Listed records |
# # # # # # #
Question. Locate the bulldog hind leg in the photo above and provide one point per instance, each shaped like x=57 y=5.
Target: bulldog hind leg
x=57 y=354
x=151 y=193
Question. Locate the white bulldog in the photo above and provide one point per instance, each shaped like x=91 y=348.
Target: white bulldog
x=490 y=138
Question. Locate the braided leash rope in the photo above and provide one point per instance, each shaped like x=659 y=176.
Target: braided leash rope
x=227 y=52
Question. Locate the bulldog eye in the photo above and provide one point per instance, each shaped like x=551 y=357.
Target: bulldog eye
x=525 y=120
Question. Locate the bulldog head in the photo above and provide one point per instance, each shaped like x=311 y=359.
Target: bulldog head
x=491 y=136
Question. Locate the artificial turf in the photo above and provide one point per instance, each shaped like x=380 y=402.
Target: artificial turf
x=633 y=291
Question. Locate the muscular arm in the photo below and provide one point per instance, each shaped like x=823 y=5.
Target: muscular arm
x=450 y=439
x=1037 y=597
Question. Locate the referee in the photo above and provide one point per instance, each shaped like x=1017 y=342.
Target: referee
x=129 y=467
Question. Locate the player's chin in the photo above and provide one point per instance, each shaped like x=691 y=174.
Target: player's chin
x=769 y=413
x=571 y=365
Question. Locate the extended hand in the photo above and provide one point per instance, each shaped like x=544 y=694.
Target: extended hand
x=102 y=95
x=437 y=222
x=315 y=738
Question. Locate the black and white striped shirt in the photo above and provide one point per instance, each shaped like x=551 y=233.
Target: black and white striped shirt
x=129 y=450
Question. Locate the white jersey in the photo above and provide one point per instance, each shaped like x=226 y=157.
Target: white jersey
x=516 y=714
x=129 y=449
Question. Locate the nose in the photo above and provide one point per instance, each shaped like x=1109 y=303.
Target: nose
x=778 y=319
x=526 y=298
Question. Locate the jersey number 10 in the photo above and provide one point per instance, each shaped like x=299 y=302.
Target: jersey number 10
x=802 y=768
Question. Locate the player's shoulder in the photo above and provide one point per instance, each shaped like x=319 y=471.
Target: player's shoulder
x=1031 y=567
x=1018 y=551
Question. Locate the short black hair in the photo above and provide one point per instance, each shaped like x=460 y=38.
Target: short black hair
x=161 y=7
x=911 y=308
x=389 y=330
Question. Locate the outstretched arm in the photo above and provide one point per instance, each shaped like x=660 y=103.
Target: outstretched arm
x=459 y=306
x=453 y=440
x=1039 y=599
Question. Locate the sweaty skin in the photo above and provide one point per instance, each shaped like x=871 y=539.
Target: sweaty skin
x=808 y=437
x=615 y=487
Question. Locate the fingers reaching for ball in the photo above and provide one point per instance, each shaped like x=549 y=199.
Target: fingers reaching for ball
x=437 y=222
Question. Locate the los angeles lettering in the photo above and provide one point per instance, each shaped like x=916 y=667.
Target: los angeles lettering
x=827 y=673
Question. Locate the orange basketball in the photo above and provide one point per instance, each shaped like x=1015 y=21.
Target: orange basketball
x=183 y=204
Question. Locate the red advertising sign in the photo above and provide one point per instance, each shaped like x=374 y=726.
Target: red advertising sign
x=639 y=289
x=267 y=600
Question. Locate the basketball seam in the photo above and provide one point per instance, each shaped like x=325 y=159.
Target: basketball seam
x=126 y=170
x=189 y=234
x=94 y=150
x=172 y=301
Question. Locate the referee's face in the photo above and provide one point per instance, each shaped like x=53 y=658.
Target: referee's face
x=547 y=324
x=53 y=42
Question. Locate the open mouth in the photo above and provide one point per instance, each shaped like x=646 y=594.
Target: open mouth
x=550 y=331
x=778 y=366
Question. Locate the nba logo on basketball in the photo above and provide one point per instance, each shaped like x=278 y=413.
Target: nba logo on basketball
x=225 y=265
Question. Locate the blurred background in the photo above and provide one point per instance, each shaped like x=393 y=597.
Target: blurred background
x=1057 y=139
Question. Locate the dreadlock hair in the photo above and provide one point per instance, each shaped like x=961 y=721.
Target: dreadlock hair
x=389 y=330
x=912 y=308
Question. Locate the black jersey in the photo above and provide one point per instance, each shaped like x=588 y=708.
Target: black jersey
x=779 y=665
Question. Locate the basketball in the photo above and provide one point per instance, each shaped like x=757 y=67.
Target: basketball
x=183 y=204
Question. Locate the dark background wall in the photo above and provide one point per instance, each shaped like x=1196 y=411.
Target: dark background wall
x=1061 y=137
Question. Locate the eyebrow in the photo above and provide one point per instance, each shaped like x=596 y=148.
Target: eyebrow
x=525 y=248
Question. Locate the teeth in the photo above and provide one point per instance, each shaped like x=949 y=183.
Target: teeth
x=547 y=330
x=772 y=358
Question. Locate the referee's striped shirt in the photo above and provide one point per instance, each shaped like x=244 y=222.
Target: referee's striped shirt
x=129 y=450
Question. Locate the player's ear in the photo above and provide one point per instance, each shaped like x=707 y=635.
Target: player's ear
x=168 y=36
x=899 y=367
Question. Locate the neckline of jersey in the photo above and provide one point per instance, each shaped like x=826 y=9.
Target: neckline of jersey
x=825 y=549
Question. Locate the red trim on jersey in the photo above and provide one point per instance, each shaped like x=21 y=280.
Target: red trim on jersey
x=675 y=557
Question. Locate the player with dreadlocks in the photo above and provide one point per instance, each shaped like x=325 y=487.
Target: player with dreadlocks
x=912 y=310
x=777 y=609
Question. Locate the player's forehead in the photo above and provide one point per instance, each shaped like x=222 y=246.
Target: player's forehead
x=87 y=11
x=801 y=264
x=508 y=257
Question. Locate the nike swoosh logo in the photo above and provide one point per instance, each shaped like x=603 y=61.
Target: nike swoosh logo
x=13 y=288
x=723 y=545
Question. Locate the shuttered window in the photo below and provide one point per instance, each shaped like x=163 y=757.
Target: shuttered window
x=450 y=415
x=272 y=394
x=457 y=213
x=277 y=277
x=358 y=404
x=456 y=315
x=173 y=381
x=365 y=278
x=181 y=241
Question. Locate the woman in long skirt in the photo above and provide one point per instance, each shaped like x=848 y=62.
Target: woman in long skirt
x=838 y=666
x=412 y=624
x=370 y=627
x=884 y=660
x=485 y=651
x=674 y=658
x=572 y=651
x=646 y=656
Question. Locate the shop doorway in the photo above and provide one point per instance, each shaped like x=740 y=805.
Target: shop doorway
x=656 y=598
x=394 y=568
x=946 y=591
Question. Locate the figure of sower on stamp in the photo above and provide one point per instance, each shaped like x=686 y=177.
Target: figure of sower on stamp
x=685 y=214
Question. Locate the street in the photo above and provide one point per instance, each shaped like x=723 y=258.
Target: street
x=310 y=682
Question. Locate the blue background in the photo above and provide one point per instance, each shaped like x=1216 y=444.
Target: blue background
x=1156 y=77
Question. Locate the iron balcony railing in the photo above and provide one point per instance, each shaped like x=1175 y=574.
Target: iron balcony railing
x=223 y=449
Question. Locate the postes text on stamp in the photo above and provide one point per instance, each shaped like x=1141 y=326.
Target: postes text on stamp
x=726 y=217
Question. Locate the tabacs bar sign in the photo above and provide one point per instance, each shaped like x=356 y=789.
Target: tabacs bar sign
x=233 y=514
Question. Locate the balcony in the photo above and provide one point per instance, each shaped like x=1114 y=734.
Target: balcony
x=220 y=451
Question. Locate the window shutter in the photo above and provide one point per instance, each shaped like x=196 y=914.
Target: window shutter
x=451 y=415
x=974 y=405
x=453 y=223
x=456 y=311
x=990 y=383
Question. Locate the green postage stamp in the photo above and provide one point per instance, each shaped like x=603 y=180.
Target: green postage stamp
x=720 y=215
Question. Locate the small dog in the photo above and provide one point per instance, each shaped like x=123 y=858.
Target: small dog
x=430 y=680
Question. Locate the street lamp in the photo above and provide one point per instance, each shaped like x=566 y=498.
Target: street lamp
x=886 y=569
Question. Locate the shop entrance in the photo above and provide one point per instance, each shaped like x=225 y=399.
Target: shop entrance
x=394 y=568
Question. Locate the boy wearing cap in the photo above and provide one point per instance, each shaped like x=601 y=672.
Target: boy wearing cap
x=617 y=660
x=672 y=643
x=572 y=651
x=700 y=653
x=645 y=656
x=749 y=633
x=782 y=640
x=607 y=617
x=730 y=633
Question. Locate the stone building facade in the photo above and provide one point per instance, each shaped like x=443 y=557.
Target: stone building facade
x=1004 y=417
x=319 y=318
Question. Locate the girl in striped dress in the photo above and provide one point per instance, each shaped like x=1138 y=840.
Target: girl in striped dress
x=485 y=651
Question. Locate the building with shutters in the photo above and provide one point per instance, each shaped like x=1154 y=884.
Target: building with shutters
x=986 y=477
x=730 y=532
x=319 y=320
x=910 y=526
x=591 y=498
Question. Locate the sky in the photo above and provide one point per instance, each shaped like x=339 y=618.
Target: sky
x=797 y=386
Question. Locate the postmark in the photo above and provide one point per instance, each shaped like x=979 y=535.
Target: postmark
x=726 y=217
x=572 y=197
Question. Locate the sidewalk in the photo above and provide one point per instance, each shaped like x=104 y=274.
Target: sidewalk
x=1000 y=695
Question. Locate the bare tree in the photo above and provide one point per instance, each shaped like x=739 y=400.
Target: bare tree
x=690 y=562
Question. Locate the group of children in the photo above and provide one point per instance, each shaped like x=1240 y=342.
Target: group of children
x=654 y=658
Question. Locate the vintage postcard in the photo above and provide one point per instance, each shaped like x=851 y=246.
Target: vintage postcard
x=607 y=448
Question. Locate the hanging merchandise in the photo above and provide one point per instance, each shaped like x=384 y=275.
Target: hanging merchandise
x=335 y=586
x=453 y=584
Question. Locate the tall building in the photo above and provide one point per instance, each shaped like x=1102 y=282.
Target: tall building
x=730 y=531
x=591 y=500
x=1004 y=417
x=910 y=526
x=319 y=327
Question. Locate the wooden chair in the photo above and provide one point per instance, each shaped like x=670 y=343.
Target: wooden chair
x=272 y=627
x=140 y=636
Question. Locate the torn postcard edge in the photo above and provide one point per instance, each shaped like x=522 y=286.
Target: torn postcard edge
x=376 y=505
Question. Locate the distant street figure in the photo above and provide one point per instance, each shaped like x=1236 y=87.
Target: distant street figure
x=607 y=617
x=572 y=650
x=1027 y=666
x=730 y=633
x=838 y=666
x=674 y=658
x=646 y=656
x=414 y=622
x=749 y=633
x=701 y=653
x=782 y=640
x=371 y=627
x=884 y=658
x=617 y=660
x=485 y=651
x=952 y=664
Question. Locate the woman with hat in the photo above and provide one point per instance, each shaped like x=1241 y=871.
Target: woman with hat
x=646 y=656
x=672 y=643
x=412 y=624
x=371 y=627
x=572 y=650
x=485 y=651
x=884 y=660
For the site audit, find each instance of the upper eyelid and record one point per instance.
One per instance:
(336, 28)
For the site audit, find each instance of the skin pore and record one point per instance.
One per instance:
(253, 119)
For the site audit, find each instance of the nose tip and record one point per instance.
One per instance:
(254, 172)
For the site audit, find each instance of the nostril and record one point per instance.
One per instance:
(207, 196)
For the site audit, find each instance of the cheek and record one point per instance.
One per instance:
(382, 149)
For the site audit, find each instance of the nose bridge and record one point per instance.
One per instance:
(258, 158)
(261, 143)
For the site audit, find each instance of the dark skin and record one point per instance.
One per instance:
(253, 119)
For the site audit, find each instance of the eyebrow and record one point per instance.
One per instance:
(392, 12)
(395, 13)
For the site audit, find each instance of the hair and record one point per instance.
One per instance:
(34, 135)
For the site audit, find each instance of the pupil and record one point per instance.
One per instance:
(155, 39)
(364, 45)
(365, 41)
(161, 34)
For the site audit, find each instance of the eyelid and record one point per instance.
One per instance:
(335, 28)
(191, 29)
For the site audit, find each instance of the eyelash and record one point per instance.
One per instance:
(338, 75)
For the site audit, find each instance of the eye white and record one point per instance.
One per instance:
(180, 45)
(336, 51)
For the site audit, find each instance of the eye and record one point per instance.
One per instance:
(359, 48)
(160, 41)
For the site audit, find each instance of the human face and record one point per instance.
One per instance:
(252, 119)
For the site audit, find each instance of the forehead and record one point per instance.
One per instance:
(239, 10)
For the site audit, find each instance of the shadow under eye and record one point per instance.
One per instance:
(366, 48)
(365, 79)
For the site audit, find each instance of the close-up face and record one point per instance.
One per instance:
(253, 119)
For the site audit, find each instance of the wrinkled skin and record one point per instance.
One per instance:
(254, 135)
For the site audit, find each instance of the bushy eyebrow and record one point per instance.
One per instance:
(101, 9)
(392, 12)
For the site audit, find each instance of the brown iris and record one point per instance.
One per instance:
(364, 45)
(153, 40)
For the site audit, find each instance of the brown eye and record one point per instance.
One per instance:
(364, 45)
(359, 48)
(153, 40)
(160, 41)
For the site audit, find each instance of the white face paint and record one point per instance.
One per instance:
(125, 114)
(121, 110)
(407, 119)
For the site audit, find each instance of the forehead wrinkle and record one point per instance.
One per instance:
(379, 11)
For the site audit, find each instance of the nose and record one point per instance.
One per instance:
# # # # # # #
How to complete this task |
Your answer should be a single number: how many lines in the preceding entries contain "below".

Expected answer |
2